* **AIM OF THE TASK**
Copy out the lines below character for character, leaving out the pictures.

* **STORED RECORDS**
- - -

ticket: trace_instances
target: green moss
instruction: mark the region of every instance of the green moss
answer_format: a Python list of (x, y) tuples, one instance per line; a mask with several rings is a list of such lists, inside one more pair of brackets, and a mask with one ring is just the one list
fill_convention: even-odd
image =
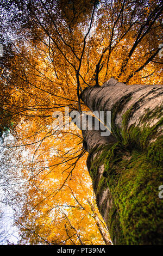
[[(89, 170), (103, 216), (106, 202), (101, 204), (100, 199), (109, 188), (107, 225), (114, 243), (162, 245), (163, 200), (158, 196), (158, 188), (163, 184), (163, 137), (159, 130), (162, 108), (148, 109), (140, 119), (141, 128), (134, 125), (128, 128), (133, 107), (123, 116), (122, 140), (93, 150)], [(150, 127), (154, 117), (159, 120)], [(104, 171), (98, 180), (103, 164)]]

- - -

* **OUTPUT BELOW**
ticket: trace_instances
target: green moss
instruction: mark the region of every instance of the green moss
answer_format: a Python list of (x, y) tuples, one instance per line; a mask with several rings is a list of such lists, inside one more pair of brackets, and a mask with one ring is just the one list
fill_convention: even-odd
image =
[[(89, 170), (103, 216), (106, 202), (101, 204), (100, 199), (109, 188), (107, 225), (114, 243), (162, 245), (163, 200), (158, 196), (158, 188), (163, 184), (163, 137), (159, 130), (162, 108), (148, 109), (140, 119), (141, 128), (134, 125), (128, 128), (133, 107), (123, 116), (122, 140), (93, 150)], [(150, 127), (154, 117), (159, 120)], [(104, 171), (98, 180), (103, 164)]]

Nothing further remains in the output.